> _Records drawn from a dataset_

┄┄┄┄┄┄

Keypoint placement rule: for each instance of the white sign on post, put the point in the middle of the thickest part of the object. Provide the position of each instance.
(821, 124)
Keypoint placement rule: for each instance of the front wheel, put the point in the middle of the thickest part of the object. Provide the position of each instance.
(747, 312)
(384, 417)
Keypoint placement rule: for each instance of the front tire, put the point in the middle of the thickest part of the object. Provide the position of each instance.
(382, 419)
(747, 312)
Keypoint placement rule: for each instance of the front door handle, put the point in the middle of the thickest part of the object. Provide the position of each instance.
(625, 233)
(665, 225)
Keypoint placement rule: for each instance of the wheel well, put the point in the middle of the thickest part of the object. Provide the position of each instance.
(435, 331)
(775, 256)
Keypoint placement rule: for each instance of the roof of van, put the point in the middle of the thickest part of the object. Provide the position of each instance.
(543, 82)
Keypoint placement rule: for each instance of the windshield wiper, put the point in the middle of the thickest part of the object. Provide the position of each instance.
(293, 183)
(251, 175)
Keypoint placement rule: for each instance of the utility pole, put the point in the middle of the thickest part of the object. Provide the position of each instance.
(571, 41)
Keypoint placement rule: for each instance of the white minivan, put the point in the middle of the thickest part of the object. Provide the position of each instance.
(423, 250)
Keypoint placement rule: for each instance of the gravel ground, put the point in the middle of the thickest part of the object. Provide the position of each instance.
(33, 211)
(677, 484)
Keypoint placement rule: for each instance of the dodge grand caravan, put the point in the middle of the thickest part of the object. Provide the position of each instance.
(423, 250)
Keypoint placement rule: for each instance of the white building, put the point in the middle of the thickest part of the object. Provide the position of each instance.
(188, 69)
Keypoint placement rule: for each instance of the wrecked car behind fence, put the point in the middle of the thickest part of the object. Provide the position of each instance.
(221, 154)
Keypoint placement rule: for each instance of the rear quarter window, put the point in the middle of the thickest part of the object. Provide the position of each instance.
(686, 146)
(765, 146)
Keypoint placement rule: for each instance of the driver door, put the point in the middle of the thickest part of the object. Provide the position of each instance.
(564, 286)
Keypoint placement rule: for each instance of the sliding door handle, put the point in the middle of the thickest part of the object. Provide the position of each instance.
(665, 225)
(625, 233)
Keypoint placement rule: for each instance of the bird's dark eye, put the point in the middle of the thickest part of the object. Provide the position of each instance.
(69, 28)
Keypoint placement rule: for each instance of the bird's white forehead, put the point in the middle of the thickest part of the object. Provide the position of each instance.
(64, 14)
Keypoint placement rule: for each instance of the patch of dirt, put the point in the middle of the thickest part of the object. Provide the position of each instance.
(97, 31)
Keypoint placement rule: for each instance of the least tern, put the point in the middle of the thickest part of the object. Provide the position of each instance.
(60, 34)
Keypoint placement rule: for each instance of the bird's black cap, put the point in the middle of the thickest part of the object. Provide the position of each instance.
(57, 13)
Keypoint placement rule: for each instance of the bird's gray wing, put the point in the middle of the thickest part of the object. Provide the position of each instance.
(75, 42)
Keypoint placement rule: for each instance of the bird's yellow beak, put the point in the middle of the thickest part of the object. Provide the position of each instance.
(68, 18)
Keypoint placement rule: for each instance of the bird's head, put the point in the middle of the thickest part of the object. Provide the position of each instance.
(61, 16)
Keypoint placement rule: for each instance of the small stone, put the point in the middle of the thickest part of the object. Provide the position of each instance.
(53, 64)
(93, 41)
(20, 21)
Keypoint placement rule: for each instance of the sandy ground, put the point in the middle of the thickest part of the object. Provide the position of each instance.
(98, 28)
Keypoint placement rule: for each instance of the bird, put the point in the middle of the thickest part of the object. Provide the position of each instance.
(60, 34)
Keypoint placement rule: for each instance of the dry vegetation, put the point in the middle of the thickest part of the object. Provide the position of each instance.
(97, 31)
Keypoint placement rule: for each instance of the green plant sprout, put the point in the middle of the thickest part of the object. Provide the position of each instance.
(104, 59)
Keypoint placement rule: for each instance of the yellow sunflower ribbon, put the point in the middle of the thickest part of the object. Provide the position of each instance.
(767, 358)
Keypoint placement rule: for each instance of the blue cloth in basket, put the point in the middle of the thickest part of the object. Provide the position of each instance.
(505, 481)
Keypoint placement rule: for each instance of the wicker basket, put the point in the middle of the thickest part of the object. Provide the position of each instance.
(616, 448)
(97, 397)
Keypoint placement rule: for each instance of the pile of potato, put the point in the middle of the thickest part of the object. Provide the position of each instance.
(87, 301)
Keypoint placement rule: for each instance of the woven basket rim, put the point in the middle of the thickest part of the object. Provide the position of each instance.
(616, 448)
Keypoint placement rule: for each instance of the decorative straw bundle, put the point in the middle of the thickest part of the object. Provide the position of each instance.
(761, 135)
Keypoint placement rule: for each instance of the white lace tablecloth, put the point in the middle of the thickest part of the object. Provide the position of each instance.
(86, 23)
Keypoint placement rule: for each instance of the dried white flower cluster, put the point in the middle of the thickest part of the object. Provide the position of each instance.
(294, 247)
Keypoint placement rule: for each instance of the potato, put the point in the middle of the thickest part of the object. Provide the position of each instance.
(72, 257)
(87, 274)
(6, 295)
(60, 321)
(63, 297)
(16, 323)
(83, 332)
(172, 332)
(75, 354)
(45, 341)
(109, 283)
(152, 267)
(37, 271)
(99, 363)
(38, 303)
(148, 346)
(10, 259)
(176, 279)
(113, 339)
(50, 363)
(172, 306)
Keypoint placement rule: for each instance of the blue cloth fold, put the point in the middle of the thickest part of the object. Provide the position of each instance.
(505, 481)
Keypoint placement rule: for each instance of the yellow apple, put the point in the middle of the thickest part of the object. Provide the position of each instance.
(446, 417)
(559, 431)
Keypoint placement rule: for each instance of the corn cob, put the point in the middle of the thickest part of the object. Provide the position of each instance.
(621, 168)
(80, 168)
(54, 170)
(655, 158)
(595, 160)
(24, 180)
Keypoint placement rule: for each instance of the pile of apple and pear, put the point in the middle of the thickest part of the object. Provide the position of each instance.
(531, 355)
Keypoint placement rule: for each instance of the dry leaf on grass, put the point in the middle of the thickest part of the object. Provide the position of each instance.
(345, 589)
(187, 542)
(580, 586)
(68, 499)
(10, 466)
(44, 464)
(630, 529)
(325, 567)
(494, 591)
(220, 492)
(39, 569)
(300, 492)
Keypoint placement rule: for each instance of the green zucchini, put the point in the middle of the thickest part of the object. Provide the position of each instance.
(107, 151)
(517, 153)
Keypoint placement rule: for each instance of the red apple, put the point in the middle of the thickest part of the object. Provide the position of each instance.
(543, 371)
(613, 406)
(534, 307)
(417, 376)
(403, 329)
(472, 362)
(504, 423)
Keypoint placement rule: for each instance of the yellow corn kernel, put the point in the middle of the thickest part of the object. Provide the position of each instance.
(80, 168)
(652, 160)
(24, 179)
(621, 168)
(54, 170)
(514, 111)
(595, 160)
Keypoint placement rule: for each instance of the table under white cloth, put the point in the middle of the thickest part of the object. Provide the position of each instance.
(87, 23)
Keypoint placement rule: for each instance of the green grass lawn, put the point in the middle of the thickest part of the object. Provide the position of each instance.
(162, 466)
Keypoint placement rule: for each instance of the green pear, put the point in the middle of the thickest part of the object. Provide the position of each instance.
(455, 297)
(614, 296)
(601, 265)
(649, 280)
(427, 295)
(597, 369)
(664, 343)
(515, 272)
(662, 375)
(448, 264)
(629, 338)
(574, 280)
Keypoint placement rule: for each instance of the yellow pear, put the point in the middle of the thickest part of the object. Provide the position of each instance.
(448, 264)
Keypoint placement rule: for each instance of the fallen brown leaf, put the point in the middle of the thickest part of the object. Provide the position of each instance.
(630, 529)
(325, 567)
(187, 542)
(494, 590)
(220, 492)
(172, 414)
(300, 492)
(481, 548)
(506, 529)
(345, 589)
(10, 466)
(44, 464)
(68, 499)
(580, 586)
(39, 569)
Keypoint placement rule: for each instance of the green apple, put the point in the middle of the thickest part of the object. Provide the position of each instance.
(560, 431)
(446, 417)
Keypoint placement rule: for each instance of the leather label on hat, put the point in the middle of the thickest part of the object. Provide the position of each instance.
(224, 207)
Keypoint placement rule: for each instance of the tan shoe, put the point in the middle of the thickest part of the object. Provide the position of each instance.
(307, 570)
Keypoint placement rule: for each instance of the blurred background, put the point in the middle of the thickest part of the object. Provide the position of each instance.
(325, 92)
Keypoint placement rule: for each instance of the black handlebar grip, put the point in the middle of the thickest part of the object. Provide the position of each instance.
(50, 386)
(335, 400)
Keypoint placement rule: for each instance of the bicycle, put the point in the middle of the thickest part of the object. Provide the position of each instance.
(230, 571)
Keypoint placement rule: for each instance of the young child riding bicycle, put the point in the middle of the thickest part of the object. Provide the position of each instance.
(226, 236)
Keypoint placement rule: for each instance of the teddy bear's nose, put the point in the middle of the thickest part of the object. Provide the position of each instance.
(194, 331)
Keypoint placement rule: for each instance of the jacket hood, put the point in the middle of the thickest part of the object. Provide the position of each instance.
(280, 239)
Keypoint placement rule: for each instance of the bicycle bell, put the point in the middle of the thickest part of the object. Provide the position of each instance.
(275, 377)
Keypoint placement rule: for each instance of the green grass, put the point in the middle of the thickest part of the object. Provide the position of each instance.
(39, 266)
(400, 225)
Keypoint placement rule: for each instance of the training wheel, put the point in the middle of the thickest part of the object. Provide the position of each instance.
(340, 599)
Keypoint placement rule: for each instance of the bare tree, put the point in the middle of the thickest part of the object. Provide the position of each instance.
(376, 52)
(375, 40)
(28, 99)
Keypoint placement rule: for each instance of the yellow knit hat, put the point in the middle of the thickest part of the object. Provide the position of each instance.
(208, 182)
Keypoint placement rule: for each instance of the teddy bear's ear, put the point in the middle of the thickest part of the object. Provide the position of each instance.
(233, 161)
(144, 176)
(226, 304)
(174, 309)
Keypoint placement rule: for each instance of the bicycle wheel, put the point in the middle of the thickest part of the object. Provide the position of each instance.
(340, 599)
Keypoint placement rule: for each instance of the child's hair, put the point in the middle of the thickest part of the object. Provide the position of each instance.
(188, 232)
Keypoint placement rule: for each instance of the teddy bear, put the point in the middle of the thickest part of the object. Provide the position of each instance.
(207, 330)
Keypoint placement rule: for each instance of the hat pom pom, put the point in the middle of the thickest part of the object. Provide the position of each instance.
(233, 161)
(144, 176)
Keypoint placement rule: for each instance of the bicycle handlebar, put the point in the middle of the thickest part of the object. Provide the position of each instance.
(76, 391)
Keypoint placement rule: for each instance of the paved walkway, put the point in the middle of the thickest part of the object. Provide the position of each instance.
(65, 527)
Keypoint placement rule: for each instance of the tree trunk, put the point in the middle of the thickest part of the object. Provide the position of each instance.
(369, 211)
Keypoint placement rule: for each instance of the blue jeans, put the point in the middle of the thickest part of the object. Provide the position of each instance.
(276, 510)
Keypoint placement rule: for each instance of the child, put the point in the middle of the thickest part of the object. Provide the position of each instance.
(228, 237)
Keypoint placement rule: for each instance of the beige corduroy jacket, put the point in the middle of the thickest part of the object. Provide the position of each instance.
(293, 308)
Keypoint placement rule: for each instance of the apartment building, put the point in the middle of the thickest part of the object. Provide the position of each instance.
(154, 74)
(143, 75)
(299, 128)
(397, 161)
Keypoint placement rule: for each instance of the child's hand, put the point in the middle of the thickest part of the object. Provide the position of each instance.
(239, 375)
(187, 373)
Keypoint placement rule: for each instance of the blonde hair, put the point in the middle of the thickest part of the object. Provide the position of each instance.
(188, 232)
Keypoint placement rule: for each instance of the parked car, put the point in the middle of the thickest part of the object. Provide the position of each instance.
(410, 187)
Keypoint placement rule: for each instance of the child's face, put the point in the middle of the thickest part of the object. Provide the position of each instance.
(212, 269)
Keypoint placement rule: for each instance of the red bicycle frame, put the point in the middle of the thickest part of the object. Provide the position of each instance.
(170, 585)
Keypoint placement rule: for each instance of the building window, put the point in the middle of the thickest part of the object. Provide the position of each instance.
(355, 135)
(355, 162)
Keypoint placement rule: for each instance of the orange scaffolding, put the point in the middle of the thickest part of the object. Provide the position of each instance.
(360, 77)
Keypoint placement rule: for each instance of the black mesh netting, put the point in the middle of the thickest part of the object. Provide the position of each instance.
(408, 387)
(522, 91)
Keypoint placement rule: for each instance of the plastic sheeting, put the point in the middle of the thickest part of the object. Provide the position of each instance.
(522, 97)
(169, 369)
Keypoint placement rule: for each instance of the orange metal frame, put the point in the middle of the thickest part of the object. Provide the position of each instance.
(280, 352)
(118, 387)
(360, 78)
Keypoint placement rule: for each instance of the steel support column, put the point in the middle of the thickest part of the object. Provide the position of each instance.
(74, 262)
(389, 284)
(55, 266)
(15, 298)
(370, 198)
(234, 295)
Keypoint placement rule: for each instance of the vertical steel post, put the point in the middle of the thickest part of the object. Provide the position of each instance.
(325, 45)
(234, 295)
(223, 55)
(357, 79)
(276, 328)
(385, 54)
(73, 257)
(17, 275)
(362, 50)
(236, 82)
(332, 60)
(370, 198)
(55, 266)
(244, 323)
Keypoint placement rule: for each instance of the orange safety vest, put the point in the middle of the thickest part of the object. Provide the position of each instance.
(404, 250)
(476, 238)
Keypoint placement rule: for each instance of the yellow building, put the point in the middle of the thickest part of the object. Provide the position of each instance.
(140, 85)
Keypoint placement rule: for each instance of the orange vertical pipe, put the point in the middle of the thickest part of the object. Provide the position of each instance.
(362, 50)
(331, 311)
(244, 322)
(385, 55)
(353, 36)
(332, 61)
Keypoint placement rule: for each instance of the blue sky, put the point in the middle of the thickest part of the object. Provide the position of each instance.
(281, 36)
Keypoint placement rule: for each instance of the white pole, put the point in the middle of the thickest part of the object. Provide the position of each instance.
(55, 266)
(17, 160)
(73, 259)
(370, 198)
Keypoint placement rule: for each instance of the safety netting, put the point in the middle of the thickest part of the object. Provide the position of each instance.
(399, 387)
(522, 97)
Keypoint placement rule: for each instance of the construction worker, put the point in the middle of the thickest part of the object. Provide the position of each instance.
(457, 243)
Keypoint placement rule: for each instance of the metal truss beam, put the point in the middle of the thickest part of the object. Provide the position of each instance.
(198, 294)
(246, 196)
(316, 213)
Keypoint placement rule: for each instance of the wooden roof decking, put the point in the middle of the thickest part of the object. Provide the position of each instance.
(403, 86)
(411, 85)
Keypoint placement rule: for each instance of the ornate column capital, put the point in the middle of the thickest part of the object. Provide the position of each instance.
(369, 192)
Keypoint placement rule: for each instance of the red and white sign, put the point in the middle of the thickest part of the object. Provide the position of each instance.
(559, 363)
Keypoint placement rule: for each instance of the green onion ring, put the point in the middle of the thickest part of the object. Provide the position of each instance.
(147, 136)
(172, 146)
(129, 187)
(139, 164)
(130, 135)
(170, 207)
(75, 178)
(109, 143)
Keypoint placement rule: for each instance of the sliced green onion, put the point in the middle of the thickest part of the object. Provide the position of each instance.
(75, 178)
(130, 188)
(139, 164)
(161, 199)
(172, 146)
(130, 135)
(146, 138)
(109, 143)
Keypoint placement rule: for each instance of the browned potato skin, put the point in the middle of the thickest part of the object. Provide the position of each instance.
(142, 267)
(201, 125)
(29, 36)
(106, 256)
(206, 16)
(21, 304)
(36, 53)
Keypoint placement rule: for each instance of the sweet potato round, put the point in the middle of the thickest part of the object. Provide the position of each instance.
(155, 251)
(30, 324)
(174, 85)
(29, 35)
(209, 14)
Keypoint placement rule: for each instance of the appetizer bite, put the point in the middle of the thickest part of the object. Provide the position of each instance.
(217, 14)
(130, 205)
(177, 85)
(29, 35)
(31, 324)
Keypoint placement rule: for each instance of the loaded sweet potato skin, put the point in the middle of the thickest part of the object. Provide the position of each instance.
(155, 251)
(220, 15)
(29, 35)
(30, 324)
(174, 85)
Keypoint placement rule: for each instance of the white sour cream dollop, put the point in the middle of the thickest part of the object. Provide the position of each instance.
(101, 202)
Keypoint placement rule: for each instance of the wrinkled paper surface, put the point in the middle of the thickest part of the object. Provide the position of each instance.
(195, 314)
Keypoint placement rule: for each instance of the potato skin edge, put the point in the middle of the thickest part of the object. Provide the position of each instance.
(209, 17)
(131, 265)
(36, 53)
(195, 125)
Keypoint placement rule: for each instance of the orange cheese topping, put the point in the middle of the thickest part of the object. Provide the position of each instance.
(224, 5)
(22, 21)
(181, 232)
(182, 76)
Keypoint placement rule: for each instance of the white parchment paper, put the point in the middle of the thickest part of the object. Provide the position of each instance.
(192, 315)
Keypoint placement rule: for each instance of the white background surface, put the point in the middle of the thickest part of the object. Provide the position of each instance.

┄┄┄┄┄┄

> _Prompt_
Beginning at the line that holds "Keypoint placement rule: for each instance of the wrinkled", copy every line through the end of the entries exactly as given, and only those lines.

> _Response to this task_
Keypoint placement rule: for each instance of the wrinkled paper surface, put the point in the middle of the thickest part of the object. Provide the position of each instance.
(195, 314)
Keypoint placement rule: for each instance of the potato skin edge, put the point in the middle of the thickest part of the object. Provide the position of each instance.
(209, 17)
(131, 265)
(36, 53)
(195, 125)
Keypoint placement rule: for each instance of the orange cheese topping, put the point in the middle of the thickest part of the object. Provide the position of each instance.
(224, 5)
(22, 21)
(181, 232)
(182, 76)
Keypoint placement rule: for each instance of the white parchment paper, put the point in the middle of the thickest part of the object. Provide the position of each instance.
(192, 315)
Keypoint placement rule: for each instance of the white background surface, put the point in the middle of the thickest part of the object. Provide the position of each instance.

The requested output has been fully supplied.